Bagian Teks |
<<<<

Pengolahan Sampah Plastik Belum Optimal, Produsen Harus Ambil Bagian
A
A
A
JAKARTA - Pelaku industri menerangkan, pemakaian plastik per kapita di Indonesia masih rendah yang diperkirakan sekitar 21-22 kg per tahun dengan total jumlah sekitar 5,9 juta ton per tahun. Meski volumenya terbilang lebih rendah dibandingkan Korea dan Jepang, akan tetapi sampah plastik menjadi permasalahan besar karena pengelolaan yang belum optimal.
“Korea itu pemakaian plastik sudah 141 kg per kapita per tahun, demikian juga dengan Jepang konsumsi per kapita kira-kira 80 kg per tahun,” lanjut Wakil Ketua Asosiasi Industri Olefin Aromatik dan Plastik Indonesia Edi Rivai dalam acara Social Good Summit 2019 bertajuk Climate Crisis: It’s Up to You to Stop It! yang berlangsung di Jakarta, Selasa (26/11/2019).
Edi menambahkan meski volume relatif lebih kecil dibanding negara lain, namun sampah palstik menjadi permasalahan besar, karena pengelolaannya belum optimal. “Jadi ke depan tinggal bagaimana kita mengelola dari out put (sampah) plastik itu sendiri,” sambunya.
Caranya antara lain terang dia dengan melibatkan rumah tangga untuk memilah sampah dari rumah. Terlebih menurut Edi, pada dasarnya plastik diproduksi bukan untuk sekali pakai.
Berdasarkan survei yang dihelat Katadata Insight Center (KIC) terhadap 354 responden di lima kota besar, yaitu Jakarta, Bandung, Semarang, Yogyakarta, dan Surabaya, tercatat rumah tangga yang memilah sampah di Indonesia baru mencapai 49,2%. Dalam survei ini dari 50,8% rumah tangga yang tidak memilah sampah mencapai 79%, di antaranya beralasan karena tidak ingin repot.
“Mereka berpikir ribet, milih ini jenis apa, dan mereka juga berpikir nanti di tempat pembuangan, sampah akan tercampur,” kata Franklin Michael Hutasoid dari KIC dalam paparan Kelola Sampah Mulai dari Rumah di acara Social Good Summit 2019.
Social Good Summit sendiri menampilkan para pembicara sesi dua yang bertema “Climate Change and Plastic Waste Recycling Management” menampilkan pembicara Wakil Ketua Umum ADUPI Justin Wiganda, Project Executive Waste4Change Pandu Priyambodo, Direktur Suistanable Waste Indonesia Dini Trisyanti, Wakil Ketua Asosiaso Industri Olefin, Aromatik, dan Plastik Indonesia (Inaplas) Edi Rivai, dan UNDP Senior Programme Manager (Analyst) Anton Probiyantono.

>>>>

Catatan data
<<<<

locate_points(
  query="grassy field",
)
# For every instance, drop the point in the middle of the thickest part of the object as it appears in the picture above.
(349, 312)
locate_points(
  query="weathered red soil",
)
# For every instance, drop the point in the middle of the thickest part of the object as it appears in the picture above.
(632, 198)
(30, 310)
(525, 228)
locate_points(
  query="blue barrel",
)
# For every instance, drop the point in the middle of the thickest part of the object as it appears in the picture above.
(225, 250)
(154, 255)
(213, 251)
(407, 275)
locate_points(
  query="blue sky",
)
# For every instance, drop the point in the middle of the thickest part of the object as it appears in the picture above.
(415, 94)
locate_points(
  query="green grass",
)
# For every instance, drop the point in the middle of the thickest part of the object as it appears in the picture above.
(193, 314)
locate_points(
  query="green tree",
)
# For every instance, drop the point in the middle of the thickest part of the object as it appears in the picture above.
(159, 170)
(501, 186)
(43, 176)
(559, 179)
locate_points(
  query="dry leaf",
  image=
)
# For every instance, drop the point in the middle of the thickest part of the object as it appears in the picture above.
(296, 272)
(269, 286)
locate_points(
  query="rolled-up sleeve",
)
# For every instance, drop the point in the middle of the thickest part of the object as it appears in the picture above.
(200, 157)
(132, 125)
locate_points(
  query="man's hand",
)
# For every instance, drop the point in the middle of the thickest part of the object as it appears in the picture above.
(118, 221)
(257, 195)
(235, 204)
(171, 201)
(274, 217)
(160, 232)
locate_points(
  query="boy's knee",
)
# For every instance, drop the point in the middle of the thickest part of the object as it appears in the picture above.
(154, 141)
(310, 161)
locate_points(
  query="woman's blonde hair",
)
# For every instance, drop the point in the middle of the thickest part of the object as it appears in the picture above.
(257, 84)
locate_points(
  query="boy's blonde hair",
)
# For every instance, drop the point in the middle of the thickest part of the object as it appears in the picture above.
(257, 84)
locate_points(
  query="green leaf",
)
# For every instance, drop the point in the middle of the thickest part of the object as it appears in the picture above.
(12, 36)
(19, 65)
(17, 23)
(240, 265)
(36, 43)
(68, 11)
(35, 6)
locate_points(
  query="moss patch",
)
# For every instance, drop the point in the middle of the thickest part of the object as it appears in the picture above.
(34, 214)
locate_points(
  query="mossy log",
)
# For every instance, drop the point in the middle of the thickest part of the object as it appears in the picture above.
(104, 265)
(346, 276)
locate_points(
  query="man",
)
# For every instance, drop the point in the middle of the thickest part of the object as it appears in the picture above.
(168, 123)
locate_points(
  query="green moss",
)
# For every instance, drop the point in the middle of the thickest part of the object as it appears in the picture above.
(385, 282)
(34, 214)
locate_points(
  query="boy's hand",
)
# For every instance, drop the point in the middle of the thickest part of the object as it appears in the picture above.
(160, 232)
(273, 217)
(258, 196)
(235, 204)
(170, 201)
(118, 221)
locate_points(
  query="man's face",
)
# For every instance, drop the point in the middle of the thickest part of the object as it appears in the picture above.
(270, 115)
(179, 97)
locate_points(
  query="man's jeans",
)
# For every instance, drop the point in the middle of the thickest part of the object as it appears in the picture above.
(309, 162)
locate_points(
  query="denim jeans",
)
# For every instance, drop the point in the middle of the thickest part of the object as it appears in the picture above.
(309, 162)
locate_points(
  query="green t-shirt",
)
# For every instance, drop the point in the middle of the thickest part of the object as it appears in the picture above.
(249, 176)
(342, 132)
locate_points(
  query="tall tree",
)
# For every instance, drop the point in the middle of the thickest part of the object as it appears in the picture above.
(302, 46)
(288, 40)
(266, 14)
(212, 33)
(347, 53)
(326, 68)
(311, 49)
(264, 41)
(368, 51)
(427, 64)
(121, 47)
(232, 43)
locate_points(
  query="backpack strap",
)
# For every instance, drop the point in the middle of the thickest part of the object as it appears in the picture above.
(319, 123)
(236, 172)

>>>>

Tugas Wajib |
1. Jawab pertanyaan berikut berdasarkan artikel sampah plastik.
(a) Berapa pemakaian plastik per kapita per tahun di Korea?
(b) Berapa responden yang disurvei oleh Katadata Insight Center?
(c) Berapa persen rumah tangga di Indonesia yang sudah memilah sampah menurut survei itu?
2. Menurut artikel sampah plastik, mengapa sampah plastik menjadi masalah besar di Indonesia meskipun volumenya lebih rendah daripada di Korea dan Jepang?
Jawablah hanya dengan berpegang pada artikel sampah plastik.

Kunci Jawaban |
1.
(a) 141 kg per kapita per tahun.
(b) 354 responden di lima kota besar.
(c) 49,2%.

2. Sampah plastik menjadi masalah besar karena pengelolaannya belum optimal. Hal ini terjadi meskipun pemakaian plastik di Indonesia hanya sekitar 21–22 kg per kapita per tahun, jauh di bawah Korea (141 kg) dan Jepang (sekitar 80 kg).